— START Data section —

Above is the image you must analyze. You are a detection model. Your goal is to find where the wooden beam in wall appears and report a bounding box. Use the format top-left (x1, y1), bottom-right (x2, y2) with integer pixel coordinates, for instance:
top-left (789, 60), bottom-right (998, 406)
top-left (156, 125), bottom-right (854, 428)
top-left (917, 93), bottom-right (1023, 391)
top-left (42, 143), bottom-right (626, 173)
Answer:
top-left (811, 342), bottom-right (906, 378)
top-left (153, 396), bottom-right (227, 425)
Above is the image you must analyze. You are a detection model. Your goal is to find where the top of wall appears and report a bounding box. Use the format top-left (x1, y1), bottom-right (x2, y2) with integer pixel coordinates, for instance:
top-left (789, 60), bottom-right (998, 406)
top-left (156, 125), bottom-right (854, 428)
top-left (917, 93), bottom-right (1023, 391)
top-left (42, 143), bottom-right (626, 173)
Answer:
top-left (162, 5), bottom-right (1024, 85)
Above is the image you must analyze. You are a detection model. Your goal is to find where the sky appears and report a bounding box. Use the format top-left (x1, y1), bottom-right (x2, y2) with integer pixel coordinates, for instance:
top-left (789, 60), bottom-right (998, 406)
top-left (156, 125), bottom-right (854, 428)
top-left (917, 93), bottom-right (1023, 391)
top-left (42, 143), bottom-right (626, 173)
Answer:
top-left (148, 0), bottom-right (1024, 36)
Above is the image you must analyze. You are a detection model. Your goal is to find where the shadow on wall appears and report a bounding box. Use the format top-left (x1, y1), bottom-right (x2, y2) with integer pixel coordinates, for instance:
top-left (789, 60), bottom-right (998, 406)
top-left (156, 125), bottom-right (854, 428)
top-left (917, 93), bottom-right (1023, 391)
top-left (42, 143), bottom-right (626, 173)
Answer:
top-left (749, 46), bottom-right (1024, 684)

— END Data section —

Exercise goal -> Retype all of the rows above word for word, changing nothing.

Correct answer ->
Above is the image you must analyze. You are a detection model. Your goal is to find where the wooden beam in wall appears and report a bounding box. Use the format top-left (x1, y1), bottom-right (x2, y2) with integer pixel coordinates, for instance:
top-left (789, 60), bottom-right (998, 406)
top-left (156, 125), bottom-right (854, 428)
top-left (917, 93), bottom-right (1023, 391)
top-left (42, 143), bottom-right (626, 173)
Answer:
top-left (811, 342), bottom-right (906, 378)
top-left (153, 396), bottom-right (227, 425)
Above is the image you must analyze. You are a detection model. Your goal is to find where the top of wall appears and report a bounding box. Use the format top-left (x1, y1), bottom-right (x2, y2) with integer pixel coordinates, for instance:
top-left (789, 60), bottom-right (998, 406)
top-left (156, 125), bottom-right (854, 428)
top-left (917, 93), bottom-right (1023, 391)
top-left (42, 143), bottom-right (626, 173)
Answer:
top-left (162, 5), bottom-right (1024, 85)
Above is the image you must analyze. You are a detection model. Your goal is to find where the sky appears and report a bounding box. Use the format top-left (x1, y1), bottom-right (x2, y2) with integer pixel coordinates, for instance:
top-left (789, 60), bottom-right (998, 406)
top-left (156, 125), bottom-right (854, 428)
top-left (917, 93), bottom-right (1023, 391)
top-left (42, 143), bottom-right (626, 173)
Answer:
top-left (148, 0), bottom-right (1024, 36)
Above is the image you must analyze. You are a detection model. Your goal is to find where the shadow on wall appears and report a bounding box. Use the format top-left (x1, y1), bottom-right (x2, y2) with integer pixel coordinates, for instance:
top-left (789, 60), bottom-right (998, 406)
top-left (156, 125), bottom-right (854, 428)
top-left (917, 93), bottom-right (1023, 391)
top-left (42, 143), bottom-right (626, 173)
Answer:
top-left (749, 46), bottom-right (1024, 684)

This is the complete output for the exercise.